[Dataset excerpt]
━━━━━━━━━━━━━━━━━━━━━━━━━━━━━━

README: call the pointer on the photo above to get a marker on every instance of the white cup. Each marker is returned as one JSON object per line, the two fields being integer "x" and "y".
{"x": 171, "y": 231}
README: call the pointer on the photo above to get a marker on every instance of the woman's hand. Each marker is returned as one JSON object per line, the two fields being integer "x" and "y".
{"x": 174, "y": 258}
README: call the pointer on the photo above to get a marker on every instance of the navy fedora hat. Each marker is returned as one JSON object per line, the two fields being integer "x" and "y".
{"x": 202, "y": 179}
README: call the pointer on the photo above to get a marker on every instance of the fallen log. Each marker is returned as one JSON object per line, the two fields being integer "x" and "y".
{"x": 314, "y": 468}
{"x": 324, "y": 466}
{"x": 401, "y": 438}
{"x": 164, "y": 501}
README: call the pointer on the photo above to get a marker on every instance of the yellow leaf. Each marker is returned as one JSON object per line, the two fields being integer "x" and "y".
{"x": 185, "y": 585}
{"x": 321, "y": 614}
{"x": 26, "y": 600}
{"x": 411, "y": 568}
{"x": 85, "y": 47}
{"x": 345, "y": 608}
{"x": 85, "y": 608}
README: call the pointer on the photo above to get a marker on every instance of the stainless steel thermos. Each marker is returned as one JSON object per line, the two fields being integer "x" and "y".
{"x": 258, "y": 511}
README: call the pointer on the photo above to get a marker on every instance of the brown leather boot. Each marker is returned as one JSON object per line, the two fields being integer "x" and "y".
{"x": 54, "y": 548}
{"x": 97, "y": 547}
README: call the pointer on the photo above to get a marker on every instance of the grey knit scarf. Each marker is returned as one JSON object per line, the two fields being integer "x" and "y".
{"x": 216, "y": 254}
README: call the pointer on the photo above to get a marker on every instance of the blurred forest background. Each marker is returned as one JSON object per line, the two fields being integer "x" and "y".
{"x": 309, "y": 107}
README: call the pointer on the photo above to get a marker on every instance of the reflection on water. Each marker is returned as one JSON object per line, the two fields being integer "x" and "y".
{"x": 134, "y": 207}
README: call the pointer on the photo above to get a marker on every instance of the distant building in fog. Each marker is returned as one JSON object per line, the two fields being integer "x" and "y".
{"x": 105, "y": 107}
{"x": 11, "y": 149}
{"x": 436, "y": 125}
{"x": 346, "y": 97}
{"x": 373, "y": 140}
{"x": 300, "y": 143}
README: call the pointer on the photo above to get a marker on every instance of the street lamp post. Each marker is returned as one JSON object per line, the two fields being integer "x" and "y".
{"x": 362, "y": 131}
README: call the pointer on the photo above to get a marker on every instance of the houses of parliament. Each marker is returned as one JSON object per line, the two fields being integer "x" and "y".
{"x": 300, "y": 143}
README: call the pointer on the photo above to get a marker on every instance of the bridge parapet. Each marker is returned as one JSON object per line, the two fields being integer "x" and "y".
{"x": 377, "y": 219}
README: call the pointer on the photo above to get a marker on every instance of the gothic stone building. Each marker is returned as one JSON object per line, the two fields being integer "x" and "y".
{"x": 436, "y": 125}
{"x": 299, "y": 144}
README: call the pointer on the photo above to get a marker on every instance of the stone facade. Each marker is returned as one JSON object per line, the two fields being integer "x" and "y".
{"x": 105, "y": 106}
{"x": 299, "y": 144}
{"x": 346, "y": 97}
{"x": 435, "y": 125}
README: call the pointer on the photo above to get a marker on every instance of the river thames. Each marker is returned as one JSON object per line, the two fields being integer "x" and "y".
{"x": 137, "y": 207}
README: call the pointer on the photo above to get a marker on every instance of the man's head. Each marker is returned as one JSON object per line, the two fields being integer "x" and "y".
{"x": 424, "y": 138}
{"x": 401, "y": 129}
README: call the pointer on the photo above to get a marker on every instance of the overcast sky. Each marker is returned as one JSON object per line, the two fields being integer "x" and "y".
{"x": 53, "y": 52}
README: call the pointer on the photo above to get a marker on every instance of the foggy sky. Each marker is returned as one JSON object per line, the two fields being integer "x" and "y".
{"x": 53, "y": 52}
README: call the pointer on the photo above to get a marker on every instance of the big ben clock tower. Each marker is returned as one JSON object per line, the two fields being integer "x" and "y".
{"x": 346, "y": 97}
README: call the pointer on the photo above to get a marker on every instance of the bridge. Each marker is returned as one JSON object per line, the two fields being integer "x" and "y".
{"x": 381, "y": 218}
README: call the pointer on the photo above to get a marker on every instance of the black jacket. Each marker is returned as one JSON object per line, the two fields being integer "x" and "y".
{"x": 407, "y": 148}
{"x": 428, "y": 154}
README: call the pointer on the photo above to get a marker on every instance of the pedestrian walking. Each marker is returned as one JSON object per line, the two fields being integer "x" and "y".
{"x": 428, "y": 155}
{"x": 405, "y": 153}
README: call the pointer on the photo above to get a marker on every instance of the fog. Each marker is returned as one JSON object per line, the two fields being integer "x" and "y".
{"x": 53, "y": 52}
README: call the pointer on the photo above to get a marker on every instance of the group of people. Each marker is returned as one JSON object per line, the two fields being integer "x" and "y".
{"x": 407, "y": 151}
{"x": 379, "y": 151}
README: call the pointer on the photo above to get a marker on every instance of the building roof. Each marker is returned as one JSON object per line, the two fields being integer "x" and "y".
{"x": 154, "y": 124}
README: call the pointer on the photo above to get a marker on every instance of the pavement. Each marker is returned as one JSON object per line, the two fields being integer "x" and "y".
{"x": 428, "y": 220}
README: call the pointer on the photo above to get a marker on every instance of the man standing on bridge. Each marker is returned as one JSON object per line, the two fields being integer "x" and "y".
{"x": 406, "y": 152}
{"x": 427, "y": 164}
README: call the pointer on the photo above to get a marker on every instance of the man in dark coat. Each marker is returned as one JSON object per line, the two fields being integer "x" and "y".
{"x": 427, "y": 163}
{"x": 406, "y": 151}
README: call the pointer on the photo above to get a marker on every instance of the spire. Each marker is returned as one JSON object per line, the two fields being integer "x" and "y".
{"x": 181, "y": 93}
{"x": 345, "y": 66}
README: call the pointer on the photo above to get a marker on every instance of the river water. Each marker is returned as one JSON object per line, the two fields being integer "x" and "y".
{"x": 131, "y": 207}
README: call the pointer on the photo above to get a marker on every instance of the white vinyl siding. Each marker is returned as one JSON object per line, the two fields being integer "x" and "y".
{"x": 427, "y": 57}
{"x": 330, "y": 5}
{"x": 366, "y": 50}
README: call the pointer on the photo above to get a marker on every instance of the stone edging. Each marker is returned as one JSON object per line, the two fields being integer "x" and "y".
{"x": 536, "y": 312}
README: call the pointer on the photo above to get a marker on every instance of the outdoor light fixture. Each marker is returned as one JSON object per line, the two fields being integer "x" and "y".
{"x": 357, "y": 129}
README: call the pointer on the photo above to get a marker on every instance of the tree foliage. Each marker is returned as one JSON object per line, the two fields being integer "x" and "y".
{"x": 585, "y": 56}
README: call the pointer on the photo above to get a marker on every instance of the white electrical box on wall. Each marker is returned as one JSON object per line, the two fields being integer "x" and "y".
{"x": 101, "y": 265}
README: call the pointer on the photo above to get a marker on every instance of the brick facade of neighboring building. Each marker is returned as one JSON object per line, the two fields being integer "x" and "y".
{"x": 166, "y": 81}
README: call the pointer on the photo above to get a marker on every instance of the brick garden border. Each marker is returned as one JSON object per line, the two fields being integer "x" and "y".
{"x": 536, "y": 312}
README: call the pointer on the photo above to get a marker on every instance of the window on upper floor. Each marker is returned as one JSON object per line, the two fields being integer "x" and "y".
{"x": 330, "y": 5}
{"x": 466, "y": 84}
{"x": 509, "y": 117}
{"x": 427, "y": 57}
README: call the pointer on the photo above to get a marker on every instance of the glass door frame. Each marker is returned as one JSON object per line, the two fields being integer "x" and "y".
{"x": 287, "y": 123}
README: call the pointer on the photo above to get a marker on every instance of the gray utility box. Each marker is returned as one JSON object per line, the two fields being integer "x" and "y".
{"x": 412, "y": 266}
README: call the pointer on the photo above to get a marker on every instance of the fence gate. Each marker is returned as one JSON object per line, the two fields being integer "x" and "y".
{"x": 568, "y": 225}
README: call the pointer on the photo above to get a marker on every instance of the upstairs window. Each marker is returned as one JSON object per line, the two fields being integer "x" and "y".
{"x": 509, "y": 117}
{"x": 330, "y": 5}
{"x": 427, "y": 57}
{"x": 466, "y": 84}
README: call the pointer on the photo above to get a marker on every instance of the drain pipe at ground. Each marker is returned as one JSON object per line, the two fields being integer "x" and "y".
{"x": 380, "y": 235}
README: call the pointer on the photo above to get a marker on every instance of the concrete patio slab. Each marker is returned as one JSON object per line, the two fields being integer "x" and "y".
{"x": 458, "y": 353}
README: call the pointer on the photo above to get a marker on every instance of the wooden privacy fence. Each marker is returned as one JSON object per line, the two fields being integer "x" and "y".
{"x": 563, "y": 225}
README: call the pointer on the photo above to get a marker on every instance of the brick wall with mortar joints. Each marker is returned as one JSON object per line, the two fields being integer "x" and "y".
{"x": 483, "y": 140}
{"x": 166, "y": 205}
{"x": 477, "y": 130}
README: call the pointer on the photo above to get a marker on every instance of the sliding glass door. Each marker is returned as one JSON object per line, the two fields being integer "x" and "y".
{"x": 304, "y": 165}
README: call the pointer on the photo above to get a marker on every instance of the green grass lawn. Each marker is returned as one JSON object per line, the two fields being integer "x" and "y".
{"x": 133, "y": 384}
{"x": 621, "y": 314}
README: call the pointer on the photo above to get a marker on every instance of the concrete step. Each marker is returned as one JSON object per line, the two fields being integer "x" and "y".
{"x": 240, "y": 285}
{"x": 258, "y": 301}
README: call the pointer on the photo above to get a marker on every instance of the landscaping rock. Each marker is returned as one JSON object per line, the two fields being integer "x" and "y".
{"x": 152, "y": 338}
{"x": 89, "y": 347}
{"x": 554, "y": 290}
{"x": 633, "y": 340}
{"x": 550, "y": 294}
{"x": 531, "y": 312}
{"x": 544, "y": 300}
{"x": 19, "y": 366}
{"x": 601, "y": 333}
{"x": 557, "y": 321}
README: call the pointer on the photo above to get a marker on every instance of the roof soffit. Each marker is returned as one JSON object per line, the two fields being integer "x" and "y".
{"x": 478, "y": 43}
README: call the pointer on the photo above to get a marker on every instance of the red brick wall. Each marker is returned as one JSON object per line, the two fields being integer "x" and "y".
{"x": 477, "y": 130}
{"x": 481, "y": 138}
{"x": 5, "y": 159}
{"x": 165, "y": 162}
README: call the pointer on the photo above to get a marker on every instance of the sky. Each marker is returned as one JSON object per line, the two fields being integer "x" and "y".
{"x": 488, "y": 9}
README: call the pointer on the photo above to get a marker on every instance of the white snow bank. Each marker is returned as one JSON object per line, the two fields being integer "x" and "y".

━━━━━━━━━━━━━━━━━━━━━━━━━━━━━━

**What the exercise asks**: Give the entries above as a JSON list of strings, one string per line, skipping blank lines. Begin at the line that has "of the roof" and continue through the last line of the entries.

**Reply to the exercise**:
[
  "README: call the pointer on the photo above to get a marker on every instance of the roof soffit. Each marker is returned as one JSON object per line, the two fields being integer \"x\" and \"y\".",
  "{\"x\": 478, \"y\": 43}",
  "README: call the pointer on the photo above to get a marker on every instance of the red brick wall. Each marker is returned as one JSON object per line, the two fields being integer \"x\" and \"y\".",
  "{\"x\": 477, \"y\": 130}",
  "{\"x\": 481, \"y\": 138}",
  "{\"x\": 5, \"y\": 159}",
  "{\"x\": 165, \"y\": 162}",
  "README: call the pointer on the photo above to get a marker on every instance of the sky. Each marker is returned as one JSON object per line, the two fields being integer \"x\" and \"y\".",
  "{\"x\": 488, \"y\": 9}",
  "README: call the pointer on the photo above to get a marker on every instance of the white snow bank. Each marker is returned as one JSON object per line, the two fields being integer \"x\" and \"y\"."
]